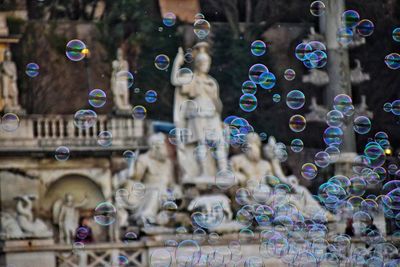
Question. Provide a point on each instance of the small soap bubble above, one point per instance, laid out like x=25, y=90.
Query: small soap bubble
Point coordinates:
x=32, y=70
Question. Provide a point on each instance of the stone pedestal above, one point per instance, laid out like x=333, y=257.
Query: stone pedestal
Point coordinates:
x=24, y=253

++++++++

Required work =>
Lines from the one containing "Query: small soap bubble" through the last line of the listing are to be restated word for word; no other line may appear.

Problem solution =>
Query: small soap bubble
Point coordinates:
x=32, y=70
Question. Provide a point on each instance of the stone pedestal above, one point per instance, laid out like x=333, y=257.
Query: stone pedestal
Point coordinates:
x=24, y=253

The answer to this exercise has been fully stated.